# Document section:
Thanks

thepill

For your nice comments/e-mails regarding last night’s train-wreck post. Here’s the saddest part: I only had one tissue left in the box in my bedroom and I was too lazy/petulant to get up out of bed and get toilet paper or something else to cry into, so I had one little tissue to mop up my tears. Sigh. Tragedy never is pretty.

But, speaking of pretty (one of my favorite topics), I spent a good 30 minutes tonight trying to decide what to wear to a concert I’m going to tomorrow night. Mind you, it’s the Tim McGraw/Faith Hill concert and no matter what I wear, I won’t look like I belong. So I decided to go for ok-I-look-cute-but-I’m-not-trying-too-hard/I’m-really-just-wearing-this-for-me. That translates into dark jeans, black sandals and a tan top with a brown/green print, brown lace and some sparklies. Far more charming than it sounds. Shiny, sparkly things always make things better.

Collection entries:
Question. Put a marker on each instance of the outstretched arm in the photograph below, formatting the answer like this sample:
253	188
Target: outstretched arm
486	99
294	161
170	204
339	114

# Work required:
Continue the blog post about picking a concert outfit, starting right after its last sentence.

# The result:
And speaking of making things better (like my lazy transitions?), my moods have been all over the place this week. I’m blaming PMS, the weather (steamy and rainy), work and just general stress. Like, at lunch time today I was quite pissy, but tonight, I was fine. I think I really fucked things up two months ago when I took back-to-back packs of birth-control pills. This will most likely be a shock for Ryan, but I didn’t have a period last month. The few friends I confided in assured me that, yes, I most likely had fucked things up by taking back-to-back packs of birth-control pills. I didn’t worry too much about it, although the thought of being knocked up made me want to vomit.

Anyway, this is “the” week and I didn’t want to spend every waking hour obsessing over things, so I bought a pregnancy test tonight. I was proud of myself, just bought that, didn’t try to “cover” the purchase with a dozen other assorted items. Thankfully, only one line popped up — and almost immediately too — and after a long two minutes, I assured myself I was indeed without a bun in the over.

My mom has started sending me job postings — in Michigan. I think my parents want me to move back home. Well, not home-home, as I’d die if I had to live in my old bedroom (with my cats, no less). But near them. I’ve thought about it, and that also makes me want to vomit. Realistically, I could do my job remotely — but, realistically, I would die of boredom and loneliness if I worked out of my home. I still can’t bring myself to be a “Hoosier,” but Michigan is starting to feel less and less like “home.” I’ve lived here for nearly 8 years.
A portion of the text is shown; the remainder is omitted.